--- Listed records ---

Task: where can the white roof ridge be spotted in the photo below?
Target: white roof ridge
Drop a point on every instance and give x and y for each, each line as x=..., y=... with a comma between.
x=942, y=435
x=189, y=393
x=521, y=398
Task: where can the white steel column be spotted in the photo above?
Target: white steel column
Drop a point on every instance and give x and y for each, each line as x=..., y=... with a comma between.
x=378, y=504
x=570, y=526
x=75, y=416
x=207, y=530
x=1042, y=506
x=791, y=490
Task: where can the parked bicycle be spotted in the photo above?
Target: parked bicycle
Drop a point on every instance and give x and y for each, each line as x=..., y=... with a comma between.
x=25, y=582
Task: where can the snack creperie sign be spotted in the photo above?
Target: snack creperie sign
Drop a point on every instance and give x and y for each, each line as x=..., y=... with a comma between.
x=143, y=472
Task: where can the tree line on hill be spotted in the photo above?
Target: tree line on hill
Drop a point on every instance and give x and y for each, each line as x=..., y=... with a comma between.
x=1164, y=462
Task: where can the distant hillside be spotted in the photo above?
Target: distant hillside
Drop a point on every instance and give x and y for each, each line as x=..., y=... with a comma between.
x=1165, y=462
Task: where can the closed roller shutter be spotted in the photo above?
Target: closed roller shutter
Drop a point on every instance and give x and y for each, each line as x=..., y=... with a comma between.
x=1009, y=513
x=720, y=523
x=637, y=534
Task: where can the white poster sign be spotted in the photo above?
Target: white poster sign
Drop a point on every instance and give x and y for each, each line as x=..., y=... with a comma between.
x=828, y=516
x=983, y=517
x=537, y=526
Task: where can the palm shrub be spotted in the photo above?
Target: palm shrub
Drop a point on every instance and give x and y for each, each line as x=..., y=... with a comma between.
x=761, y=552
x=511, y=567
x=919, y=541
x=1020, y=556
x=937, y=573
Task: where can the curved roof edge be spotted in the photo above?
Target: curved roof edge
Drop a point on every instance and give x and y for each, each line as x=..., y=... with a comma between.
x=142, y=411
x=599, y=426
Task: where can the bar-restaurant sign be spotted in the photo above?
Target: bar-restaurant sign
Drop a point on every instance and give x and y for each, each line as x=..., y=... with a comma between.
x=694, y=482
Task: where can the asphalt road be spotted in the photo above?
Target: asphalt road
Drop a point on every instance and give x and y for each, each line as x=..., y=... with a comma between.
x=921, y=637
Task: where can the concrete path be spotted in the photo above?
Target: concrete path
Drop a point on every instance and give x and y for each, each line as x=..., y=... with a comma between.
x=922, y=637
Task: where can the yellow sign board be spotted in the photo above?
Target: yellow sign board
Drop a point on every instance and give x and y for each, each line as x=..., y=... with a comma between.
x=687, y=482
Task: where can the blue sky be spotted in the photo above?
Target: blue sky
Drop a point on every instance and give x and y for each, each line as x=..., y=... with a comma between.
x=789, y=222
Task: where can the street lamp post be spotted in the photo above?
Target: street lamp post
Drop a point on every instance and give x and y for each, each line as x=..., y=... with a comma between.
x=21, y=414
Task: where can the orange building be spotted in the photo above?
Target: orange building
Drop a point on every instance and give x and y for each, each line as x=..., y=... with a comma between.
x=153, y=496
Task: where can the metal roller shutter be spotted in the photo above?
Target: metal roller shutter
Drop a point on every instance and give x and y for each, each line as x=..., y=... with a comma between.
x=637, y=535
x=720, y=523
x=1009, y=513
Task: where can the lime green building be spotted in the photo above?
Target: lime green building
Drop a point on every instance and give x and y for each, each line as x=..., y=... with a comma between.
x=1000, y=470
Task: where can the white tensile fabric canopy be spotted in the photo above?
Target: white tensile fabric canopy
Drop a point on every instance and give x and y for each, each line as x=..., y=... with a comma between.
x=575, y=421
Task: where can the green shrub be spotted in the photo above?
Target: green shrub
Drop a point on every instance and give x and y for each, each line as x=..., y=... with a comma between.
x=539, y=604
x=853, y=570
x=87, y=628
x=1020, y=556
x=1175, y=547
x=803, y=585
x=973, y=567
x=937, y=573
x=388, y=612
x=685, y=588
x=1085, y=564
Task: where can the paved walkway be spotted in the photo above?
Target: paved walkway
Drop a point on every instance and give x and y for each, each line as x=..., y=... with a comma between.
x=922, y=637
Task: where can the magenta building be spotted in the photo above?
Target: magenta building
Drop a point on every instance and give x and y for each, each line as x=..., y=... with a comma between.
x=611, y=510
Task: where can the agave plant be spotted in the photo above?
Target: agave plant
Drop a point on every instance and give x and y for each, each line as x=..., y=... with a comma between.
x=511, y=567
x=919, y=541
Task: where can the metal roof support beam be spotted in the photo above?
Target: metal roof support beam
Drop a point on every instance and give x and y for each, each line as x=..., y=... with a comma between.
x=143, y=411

---

▶ [Exercise instructions] Word for word, restate the lines of the data above that fall between the line holding "Task: where can the snack" and the line holding "Task: where can the curved", inclusive, and no other lines.

▶ [Exercise answer]
Task: where can the snack creperie sign be spotted in the photo above?
Target: snack creperie sign
Drop a point on every instance and give x and y for each, each line as x=..., y=... with a comma between.
x=143, y=472
Task: where can the tree line on hill be spotted in the photo above?
Target: tree line on hill
Drop a point on every instance and give x and y for each, each line as x=..., y=... with a comma between.
x=1164, y=462
Task: where can the distant hillside be spotted in the photo above?
Target: distant hillside
Drop a point on every instance and give x and y for each, each line as x=..., y=... with a comma between.
x=1165, y=462
Task: where can the closed roller shutter be spotted in the photo above?
Target: closed roller shutter
Drop a point on every instance and give x and y for each, each line as x=..., y=... with a comma between.
x=1009, y=513
x=720, y=523
x=637, y=534
Task: where can the white poster sign be spotted in the photo above?
Target: white poster sign
Drop a point on every instance and give x and y for each, each line as x=..., y=... with a comma between.
x=828, y=516
x=983, y=517
x=537, y=526
Task: where can the palm shrub be spotted in the photo above?
Target: palm shrub
Drop a point on every instance and give x and y for each, each line as x=..., y=... with a comma between.
x=761, y=552
x=511, y=567
x=919, y=541
x=1020, y=556
x=937, y=573
Task: where can the curved roof edge be spotted in the photo above?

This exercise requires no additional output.